FORTRAN (was Re: indentation)

Phil Austin phil at geog.ubc.ca
Thu Dec 9 13:49:46 EST 1999


aahz at netcom.com (Aahz Maruch) writes:

> In article <14411.53378.154350.793014 at weyr.cnri.reston.va.us>,
> Fred L. Drake, Jr. <fdrake at acm.org> wrote:
> >Mark Jackson writes:
> >>
> >> And Fortran.  Don't forget Fortran.
> >
> >  I guess I got lucky; having never learned Fortran, I don't have to
> >forget it.  ;-)
> 
> Hmmm...  I wonder who the youngest person in this group is who has
> actually used FORTRAN on the job.  I'm 32; I did the work twelve years
> ago.
> --
>                       --- Aahz (@netcom.com)
> 

Since I've done fewer than my normal quota of futile things this
week, I thought I'd post to remind people that:

1) Standard Fortran (aka Fortran95) is a very different language than
   whatever flavor Aahz used in 1977.  For an introduction to
   modern Fortran, check out Paul Dubois' lecture notes at:

ftp://ftp-icf.llnl.gov/pub/OBF90/

2) I'm hard pressed to think of a reason why working scientists who
   solve numerical problems every day shouldn't be steered towards
   Fortran/Python, at least until a C++ compiler vendor comes up with
   a working implementation of the export keyword, and allows us to
   compile a 100 line Blitz++ program in less than 5 minutes on a 233
   MHz pentium.  Once C++ compilers mature to the point where
   expression templates impose as little compile-time overhead as
   Fortran intrinsic arrays, it might be time for scientists to reexamine
   their language choices.

####

Exercise directions.
Reproduce the Fortran post word for word, everything from "ftp://ftp-icf.llnl.gov/pub/OBF90/" down to "their language choices.".

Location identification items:
####

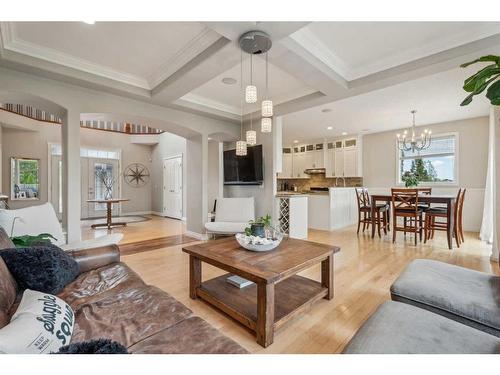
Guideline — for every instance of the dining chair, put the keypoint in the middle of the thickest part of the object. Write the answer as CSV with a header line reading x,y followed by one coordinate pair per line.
x,y
431,225
364,212
405,205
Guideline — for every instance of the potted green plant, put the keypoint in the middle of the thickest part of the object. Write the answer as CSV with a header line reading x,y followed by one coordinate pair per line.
x,y
410,179
486,78
42,239
258,226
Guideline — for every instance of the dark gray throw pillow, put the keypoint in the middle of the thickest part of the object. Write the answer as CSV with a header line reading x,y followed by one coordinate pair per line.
x,y
99,346
46,269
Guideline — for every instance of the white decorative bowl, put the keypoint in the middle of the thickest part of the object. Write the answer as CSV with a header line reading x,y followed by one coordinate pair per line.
x,y
249,243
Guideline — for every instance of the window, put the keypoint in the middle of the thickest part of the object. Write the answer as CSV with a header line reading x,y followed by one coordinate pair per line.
x,y
435,165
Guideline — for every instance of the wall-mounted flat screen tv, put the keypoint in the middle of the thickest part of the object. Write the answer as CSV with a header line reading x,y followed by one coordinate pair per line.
x,y
243,170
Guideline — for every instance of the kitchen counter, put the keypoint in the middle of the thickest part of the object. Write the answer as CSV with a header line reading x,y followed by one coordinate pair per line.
x,y
290,194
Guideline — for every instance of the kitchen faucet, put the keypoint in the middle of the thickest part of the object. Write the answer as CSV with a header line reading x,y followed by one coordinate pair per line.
x,y
337,180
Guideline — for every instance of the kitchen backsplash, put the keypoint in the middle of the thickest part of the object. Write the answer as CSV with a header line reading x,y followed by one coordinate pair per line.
x,y
319,180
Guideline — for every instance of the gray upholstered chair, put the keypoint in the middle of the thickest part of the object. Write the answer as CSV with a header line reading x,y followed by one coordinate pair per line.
x,y
399,328
466,296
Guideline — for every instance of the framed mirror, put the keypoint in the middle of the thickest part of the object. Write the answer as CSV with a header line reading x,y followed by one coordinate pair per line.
x,y
24,179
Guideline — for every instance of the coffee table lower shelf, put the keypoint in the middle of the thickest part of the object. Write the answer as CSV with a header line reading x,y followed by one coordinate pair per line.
x,y
293,296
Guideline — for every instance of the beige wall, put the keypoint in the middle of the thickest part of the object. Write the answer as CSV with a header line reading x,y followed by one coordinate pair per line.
x,y
379,163
170,145
28,144
215,177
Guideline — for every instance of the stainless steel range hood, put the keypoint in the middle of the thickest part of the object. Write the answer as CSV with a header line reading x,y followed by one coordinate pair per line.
x,y
315,171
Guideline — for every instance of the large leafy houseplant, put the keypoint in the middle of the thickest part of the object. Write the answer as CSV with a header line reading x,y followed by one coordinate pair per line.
x,y
486,78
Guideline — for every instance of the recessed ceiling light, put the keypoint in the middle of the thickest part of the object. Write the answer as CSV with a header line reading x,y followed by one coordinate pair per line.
x,y
228,80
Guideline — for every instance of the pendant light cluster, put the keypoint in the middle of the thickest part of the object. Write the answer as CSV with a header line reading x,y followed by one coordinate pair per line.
x,y
254,43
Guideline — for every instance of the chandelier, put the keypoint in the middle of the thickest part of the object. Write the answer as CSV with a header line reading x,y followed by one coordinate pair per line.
x,y
241,145
256,43
413,143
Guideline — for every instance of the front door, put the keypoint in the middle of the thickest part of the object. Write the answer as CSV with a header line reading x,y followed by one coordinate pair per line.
x,y
100,174
172,187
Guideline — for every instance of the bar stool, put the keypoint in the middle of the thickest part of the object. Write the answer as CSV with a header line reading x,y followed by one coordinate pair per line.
x,y
405,205
364,212
431,225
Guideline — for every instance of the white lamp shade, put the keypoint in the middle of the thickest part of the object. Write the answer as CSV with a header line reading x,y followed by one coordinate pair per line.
x,y
251,137
241,148
267,108
266,125
251,94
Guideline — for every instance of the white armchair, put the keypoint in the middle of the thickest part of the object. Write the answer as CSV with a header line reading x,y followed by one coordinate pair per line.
x,y
232,215
39,219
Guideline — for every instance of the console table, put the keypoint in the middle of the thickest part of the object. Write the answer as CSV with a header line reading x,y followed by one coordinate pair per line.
x,y
109,206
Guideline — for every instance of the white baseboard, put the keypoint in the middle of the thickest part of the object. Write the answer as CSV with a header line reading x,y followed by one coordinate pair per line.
x,y
137,213
198,236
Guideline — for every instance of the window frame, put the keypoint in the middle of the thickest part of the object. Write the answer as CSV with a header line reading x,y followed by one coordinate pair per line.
x,y
456,177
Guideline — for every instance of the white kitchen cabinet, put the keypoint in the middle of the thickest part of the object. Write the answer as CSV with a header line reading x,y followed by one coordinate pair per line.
x,y
298,164
343,207
287,166
308,160
351,162
339,162
330,161
319,159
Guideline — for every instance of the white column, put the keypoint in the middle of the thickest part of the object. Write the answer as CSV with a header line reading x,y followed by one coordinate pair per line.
x,y
277,166
495,250
197,185
71,176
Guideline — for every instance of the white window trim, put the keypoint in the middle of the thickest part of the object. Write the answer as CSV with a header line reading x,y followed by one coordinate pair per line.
x,y
456,168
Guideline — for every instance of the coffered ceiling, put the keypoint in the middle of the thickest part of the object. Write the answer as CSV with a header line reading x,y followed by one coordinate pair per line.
x,y
362,65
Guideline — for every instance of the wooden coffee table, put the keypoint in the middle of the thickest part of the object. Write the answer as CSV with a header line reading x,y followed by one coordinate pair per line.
x,y
277,296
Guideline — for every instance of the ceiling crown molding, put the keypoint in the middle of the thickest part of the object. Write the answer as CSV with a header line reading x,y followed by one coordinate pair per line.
x,y
13,44
205,102
10,42
312,44
194,47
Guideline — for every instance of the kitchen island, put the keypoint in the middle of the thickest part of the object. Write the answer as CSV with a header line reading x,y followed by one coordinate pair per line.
x,y
334,209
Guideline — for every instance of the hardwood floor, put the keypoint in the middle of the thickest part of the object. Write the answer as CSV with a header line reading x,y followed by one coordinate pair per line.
x,y
364,270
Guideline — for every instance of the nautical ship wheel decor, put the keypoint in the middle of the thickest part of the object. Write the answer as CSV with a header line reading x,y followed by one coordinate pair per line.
x,y
136,175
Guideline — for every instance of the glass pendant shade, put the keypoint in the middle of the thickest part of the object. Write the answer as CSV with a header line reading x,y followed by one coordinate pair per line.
x,y
267,108
251,94
266,125
251,137
241,148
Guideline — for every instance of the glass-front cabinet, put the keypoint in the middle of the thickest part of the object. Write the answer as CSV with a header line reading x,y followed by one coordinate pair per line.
x,y
339,157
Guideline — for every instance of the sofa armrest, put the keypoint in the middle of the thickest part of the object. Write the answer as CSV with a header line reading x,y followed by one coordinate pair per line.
x,y
89,259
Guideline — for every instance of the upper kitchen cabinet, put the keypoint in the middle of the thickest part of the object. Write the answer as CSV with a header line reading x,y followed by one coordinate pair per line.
x,y
348,157
339,158
329,159
287,166
319,156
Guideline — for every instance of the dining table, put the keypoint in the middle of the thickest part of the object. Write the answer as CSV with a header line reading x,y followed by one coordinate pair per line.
x,y
447,200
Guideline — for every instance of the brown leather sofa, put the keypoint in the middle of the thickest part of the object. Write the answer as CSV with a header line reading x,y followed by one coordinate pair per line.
x,y
111,301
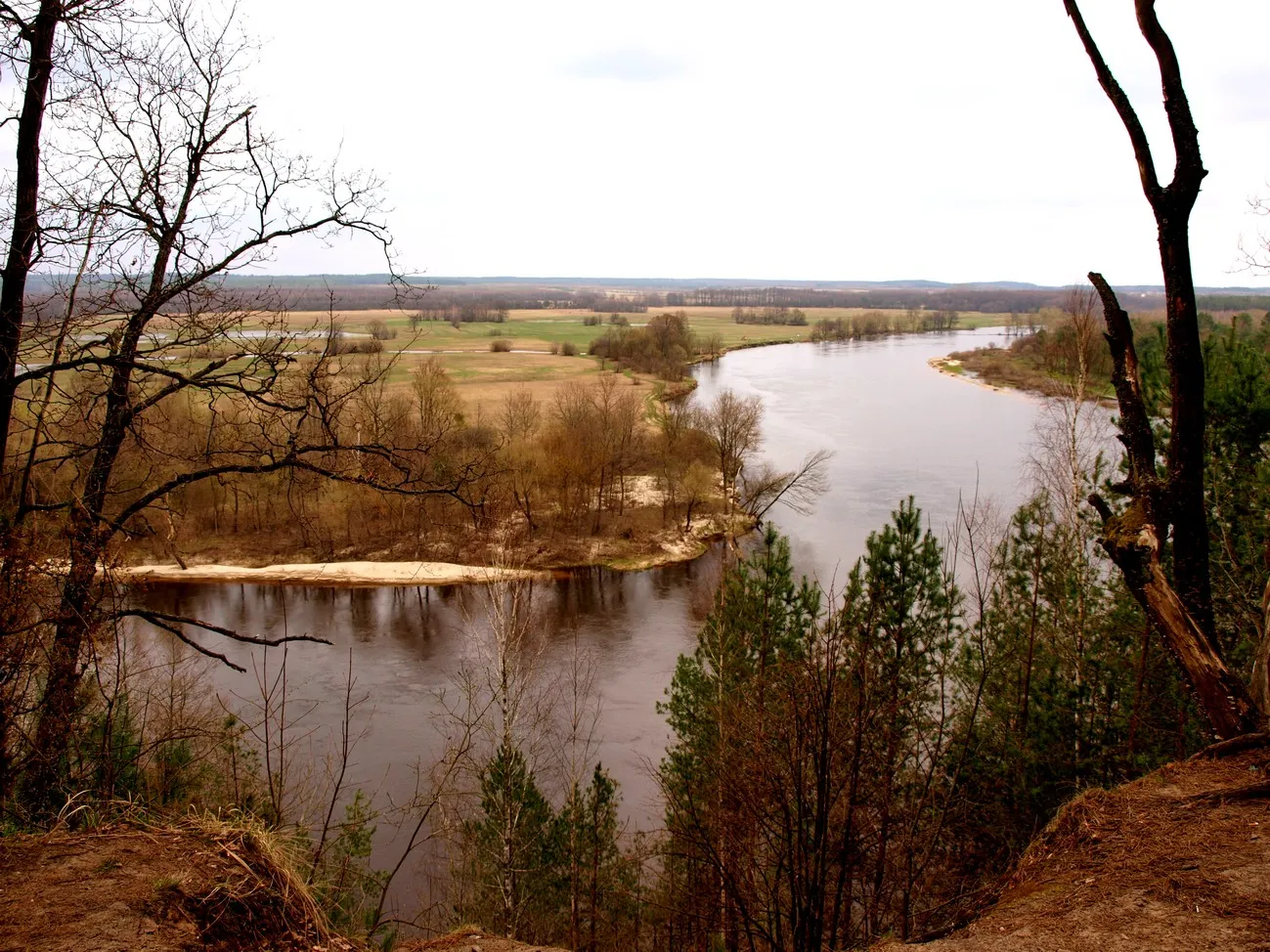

####

The answer.
ftp://ftp-icf.llnl.gov/pub/OBF90/

2) I'm hard pressed to think of a reason why working scientists who
   solve numerical problems every day shouldn't be steered towards
   Fortran/Python, at least until a C++ compiler vendor comes up with
   a working implementation of the export keyword, and allows us to
   compile a 100 line Blitz++ program in less than 5 minutes on a 233
   MHz pentium.  Once C++ compilers mature to the point where
   expression templates impose as little compile-time overhead as
   Fortran intrinsic arrays, it might be time for scientists to reexamine
   their language choices.